**Texte**
>>>>>
À une jeune artiste, Spilliaert donne le conseil suivant: « Ne faites jamais, jamais de la peinture d’imagination. Symbolisme, mysticisme etc. etc. tout cela c’est du détraquement, de la maladie. tout [sic] ce que j’ai fait jusqu’à présent, je voudrais tout dechirer [sic] tout detruire [sic]. Ah ! si j’étais débarrassé de mon caractère inquiet et fiévreux, si la vie ne m[’]avait pas dans ses serres. J’irais quelque part à la campagne allez [sic] copier tout bêtement, tout simplement ce que mes yeux voit [sic] sans rien retrancher où ajouter. C’est cela la vie, c’est cela la vérité de la peinture. »1 En 1931, bien après l’apogée du symbolisme, l’art de Spilliaert continue à être considéré comme « l’extériorisation d’états d’âme», en parfaite conformité avec l’ancien mouvement symboliste.2

Par sa simplification formelle et son absence de détails, l’œuvre de Spilliaert présente de surcroît des similitudes avec l’expressionnisme à l’époque où celui-ci connaît son essor en Belgique, soit peu avant et surtout après la Première Guerre mondiale. Avec leur galerie Sélection, les marchands d’art André De Ridder et Paul-Gustave Van Hecke exposent et promeuvent des « expressionnistes flamands », tels que Frits Van den Berghe, Gust De Smet et Constant Permeke. En mai 1920, De Ridder demande même à Spilliaert, en sa qualité de « précurseur de l’expressionnisme », de bien vouloir confier des œuvres à la galerie.3

Le surréalisme n’est pas non plus étranger à Spilliaert. Ainsi, en 1924, il lit le Manifeste du surréalisme d’André Breton avec grand intérêt. Selon ses propres dires, il y trouve « quelques pages qui dégagent un immense pouvoir de suggestion. Tout ce (sic) passe dans le rêve. Mais un rêve directe (sic) comme la réalité. »4 Aujourd’hui, on reconnaît Spilliaert comme un précurseur des surréalistes parce que son œuvre suscite une profonde confusion de l’esprit.5

D’ailleurs, si de nombreux historiens de l’art cataloguent et catégorisent volontiers, ils se plaisent tout autant à réitérer que certains artistes n’aiment pas être catalogués. Il en va de même pour Spilliaert, dont on écrit tout aussi souvent qu’il est difficile à classer dans un mouvement.

Léon Spilliaert, Liefde (Amour), 1901, encre de Chine, aquarelle et gouache sur papier, 32 x 19,6 cm. New York, Hearn Family Trust.
Léon Spilliaert, Exposition de poupées à Bruxelles, 1920, crayon, aquarelle et encre de Chine sur papier, 27,9 x 37,8 cm. Collection privée.
Léon Spilliaert, La porte ouverte, 1904, crayon et encre de Chine sur papier, 34 x 25,3 cm. New York, Hearn Family Foundation.
<<<<<
**Consigne 1**
D’après le texte sur Spilliaert, en quelle année l’artiste lit-il le Manifeste du surréalisme d’André Breton ?
**Consigne 2**
Modifiez le passage du texte sur Spilliaert qui débute par « Le surréalisme n’est » et s’achève par « Hearn Family Trust. » en y remplaçant « historiens de l’art » par « critiques d’art ».
**Consigne 3**
Reformulez sous forme de liste le paragraphe du texte sur Spilliaert qui commence par « Par sa simplification formelle », en conservant ses faits principaux.

**Les données**
>>>>>
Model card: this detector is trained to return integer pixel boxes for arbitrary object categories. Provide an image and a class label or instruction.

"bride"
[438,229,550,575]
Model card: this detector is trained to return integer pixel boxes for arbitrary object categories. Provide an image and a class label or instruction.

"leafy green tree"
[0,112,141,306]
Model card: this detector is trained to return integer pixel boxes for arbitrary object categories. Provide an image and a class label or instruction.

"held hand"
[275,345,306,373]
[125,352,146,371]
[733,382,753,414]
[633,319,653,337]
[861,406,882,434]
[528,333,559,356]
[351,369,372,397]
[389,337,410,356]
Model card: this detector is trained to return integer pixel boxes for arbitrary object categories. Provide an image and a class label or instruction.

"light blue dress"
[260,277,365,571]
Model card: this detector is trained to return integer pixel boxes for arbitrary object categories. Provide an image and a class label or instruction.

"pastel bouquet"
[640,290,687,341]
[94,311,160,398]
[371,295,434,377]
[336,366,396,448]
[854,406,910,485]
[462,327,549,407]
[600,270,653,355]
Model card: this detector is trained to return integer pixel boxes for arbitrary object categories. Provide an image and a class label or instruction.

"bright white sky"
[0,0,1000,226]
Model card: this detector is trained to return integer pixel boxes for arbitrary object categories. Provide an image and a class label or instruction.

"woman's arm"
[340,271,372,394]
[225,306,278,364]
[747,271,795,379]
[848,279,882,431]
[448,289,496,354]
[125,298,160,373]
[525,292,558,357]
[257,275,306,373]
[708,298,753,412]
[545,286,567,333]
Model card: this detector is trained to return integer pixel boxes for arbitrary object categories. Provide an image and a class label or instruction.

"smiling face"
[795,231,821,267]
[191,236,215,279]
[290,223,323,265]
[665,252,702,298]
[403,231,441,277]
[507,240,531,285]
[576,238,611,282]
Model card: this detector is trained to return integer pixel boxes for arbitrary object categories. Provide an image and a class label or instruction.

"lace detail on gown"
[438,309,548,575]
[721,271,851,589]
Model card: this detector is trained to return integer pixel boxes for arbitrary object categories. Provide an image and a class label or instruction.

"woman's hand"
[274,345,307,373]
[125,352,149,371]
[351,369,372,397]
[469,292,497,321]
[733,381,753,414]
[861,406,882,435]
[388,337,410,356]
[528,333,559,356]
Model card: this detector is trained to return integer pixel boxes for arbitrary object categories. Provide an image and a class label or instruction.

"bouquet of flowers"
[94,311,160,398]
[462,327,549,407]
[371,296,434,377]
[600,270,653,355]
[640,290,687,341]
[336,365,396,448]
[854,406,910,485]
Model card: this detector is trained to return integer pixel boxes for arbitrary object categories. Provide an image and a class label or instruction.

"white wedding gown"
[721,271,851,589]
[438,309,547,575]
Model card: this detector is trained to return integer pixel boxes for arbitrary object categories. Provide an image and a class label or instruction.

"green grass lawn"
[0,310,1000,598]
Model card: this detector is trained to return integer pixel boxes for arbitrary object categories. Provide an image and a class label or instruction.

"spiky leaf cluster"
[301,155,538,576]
<<<<<
**Réponse 1**
En 1924.

**Réponse 2**
Le surréalisme n’est pas non plus étranger à Spilliaert. Ainsi, en 1924, il lit le Manifeste du surréalisme d’André Breton avec grand intérêt. Selon ses propres dires, il y trouve « quelques pages qui dégagent un immense pouvoir de suggestion. Tout ce (sic) passe dans le rêve. Mais un rêve directe (sic) comme la réalité. »4 Aujourd’hui, on reconnaît Spilliaert comme un précurseur des surréalistes parce que son œuvre suscite une profonde confusion de l’esprit.5

D’ailleurs, si de nombreux critiques d’art cataloguent et catégorisent volontiers, ils se plaisent tout autant à réitérer que certains artistes n’aiment pas être catalogués. Il en va de même pour Spilliaert, dont on écrit tout aussi souvent qu’il est difficile à classer dans un mouvement.

Léon Spilliaert, Liefde (Amour), 1901, encre de Chine, aquarelle et gouache sur papier, 32 x 19,6 cm. New York, Hearn Family Trust.

**Réponse 3**
- Par sa simplification formelle et son absence de détails, l’œuvre de Spilliaert présente des similitudes avec l’expressionnisme, alors en plein essor en Belgique, peu avant et surtout après la Première Guerre mondiale.
- Avec leur galerie Sélection, les marchands d’art André De Ridder et Paul-Gustave Van Hecke exposent et promeuvent des « expressionnistes flamands », dont Frits Van den Berghe, Gust De Smet et Constant Permeke.
- En mai 1920, De Ridder demande à Spilliaert, en tant que « précurseur de l’expressionnisme », de confier des œuvres à la galerie.